[DOCUMENT TEXT]:
----

By Ryan O'Connell
Arts & Features Editor
The fifth annual Alan Feldman Week of Poetry, hosted by the English Department and Arts & Ideas, began with guest poet Jill McDonough Oct 18.
McDonough, who teaches both in the MFA program at UMass-Boston and College Reading and Writing to incarcerated individuals in Boston’s jails, shared some of her poetry from her past books and newest upcoming release, “American Treasure.”
She first read from “Reaper,” which she said was all about the experiences of military drone pilots, and the repetitive, violent nature of the work.
“You have this very cyclical - kind of boring - job, terrorizing people a whole world away. And then you go home to your family, and then you do it again and again and again,” she said.
McDonough narrated “Twelve-Hour Shifts,” which she said was a villanelle - “a really repetitive poetic form.” She added a significant portion of the book ended up being villanelles from the perspectives of drone pilots.
She read, “It’s done in our names, but we don’t have to know. Our own / lives, shifts, hours, bounced off screens all day. / A drone pilot works a twelve-hour shift, then goes home; / fresh from twelve hours off, another comes in, takes over our / drone.”
McDonough then shared two poems from another book of hers, “Here All Night.” One of these poems, “In Which I Am Accused of Sleeping My Way to the Top,” is about an experience she had reading dismissive online comments, and how they were actually encouraging.
“My face is still up there, though, / with comments about how slutty I look. I am in my thirties / in the picture. It looks like me. No makeup. A student / evaluation once included this sentence: ‘Sometimes I think Jill / forgets to brush her hair.’ This is sexy. This is all that. I am ecstatic,” she read.
She added, “Here All Night” was a less focused collection of poetry, in which a theme was absent, unlike in “Reaper.”
McDonough then read from “American Treasure,” her latest project which is set to be released in November. She started with “Zero Slave Teeth,” which recounts the origin of George Washington’s false teeth, that slaves lost theirs for his benefit, and the violent denial internet users engage in on topics that challenge America’s perception of freedom.

----

[RECORDS PROVIDED]:
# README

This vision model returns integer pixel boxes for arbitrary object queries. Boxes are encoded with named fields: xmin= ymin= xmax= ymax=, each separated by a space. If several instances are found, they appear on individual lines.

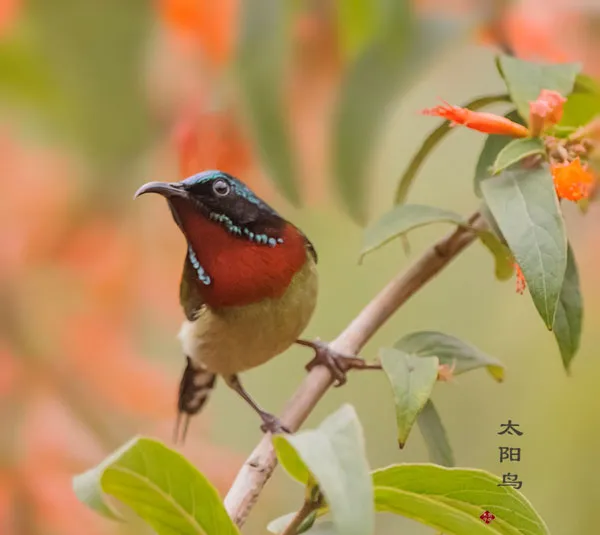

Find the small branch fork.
xmin=225 ymin=212 xmax=487 ymax=526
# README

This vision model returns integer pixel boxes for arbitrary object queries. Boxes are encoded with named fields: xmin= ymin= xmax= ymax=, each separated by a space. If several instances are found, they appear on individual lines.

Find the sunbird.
xmin=134 ymin=170 xmax=345 ymax=442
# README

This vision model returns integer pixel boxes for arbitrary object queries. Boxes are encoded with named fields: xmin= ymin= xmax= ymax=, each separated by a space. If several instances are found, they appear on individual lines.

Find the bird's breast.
xmin=179 ymin=252 xmax=318 ymax=375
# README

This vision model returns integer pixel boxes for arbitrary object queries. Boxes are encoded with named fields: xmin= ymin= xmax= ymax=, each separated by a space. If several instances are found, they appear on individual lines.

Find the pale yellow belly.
xmin=179 ymin=258 xmax=318 ymax=375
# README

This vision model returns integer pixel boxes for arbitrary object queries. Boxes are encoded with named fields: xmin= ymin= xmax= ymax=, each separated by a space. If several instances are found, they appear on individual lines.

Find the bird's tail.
xmin=174 ymin=357 xmax=217 ymax=444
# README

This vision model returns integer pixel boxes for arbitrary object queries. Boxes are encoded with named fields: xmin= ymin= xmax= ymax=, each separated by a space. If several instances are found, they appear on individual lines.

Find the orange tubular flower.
xmin=422 ymin=102 xmax=529 ymax=137
xmin=552 ymin=158 xmax=594 ymax=202
xmin=529 ymin=89 xmax=567 ymax=136
xmin=515 ymin=262 xmax=527 ymax=295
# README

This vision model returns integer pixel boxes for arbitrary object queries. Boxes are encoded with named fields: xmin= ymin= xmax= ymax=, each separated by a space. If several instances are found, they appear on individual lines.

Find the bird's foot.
xmin=259 ymin=411 xmax=291 ymax=435
xmin=296 ymin=338 xmax=381 ymax=387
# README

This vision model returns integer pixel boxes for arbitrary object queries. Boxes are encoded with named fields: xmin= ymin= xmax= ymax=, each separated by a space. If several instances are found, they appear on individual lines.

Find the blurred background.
xmin=0 ymin=0 xmax=600 ymax=535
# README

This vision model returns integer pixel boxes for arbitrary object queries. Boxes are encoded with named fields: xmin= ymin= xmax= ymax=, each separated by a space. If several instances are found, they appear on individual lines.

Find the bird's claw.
xmin=260 ymin=412 xmax=291 ymax=435
xmin=305 ymin=341 xmax=348 ymax=387
xmin=297 ymin=338 xmax=381 ymax=387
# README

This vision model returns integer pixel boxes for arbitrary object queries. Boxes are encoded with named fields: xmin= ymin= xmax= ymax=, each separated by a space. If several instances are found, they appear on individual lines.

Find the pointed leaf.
xmin=417 ymin=399 xmax=454 ymax=466
xmin=394 ymin=95 xmax=512 ymax=204
xmin=273 ymin=405 xmax=375 ymax=535
xmin=473 ymin=110 xmax=524 ymax=197
xmin=492 ymin=137 xmax=546 ymax=175
xmin=379 ymin=348 xmax=439 ymax=448
xmin=74 ymin=437 xmax=239 ymax=535
xmin=497 ymin=55 xmax=581 ymax=121
xmin=553 ymin=247 xmax=583 ymax=372
xmin=479 ymin=230 xmax=515 ymax=281
xmin=333 ymin=13 xmax=467 ymax=224
xmin=373 ymin=464 xmax=550 ymax=535
xmin=394 ymin=331 xmax=504 ymax=382
xmin=481 ymin=166 xmax=567 ymax=329
xmin=236 ymin=0 xmax=300 ymax=206
xmin=559 ymin=93 xmax=600 ymax=128
xmin=360 ymin=204 xmax=466 ymax=259
xmin=267 ymin=511 xmax=317 ymax=535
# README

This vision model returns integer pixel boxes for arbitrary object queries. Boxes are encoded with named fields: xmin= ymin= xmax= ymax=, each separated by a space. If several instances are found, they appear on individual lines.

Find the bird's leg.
xmin=225 ymin=375 xmax=291 ymax=434
xmin=296 ymin=339 xmax=381 ymax=387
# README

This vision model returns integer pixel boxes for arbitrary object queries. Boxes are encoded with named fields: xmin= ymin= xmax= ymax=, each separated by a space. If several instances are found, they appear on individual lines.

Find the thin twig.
xmin=225 ymin=212 xmax=486 ymax=526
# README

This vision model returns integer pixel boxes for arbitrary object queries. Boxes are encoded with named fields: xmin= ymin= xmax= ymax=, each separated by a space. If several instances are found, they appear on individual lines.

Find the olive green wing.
xmin=179 ymin=254 xmax=204 ymax=321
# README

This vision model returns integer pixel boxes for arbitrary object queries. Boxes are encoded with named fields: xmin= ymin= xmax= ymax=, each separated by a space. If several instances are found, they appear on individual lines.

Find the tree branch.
xmin=225 ymin=212 xmax=487 ymax=526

----

[INSTRUCTIONS TO FOLLOW]:
Answer these from the article about the poetry week:
1. Which two groups hosted the Alan Feldman Week of Poetry?
2. What poetic form did McDonough say "Twelve-Hour Shifts" was written in?
3. In what month is "American Treasure" set to be released?

[TASK RESPONSE]:
1. The English Department and Arts & Ideas
2. A villanelle
3. November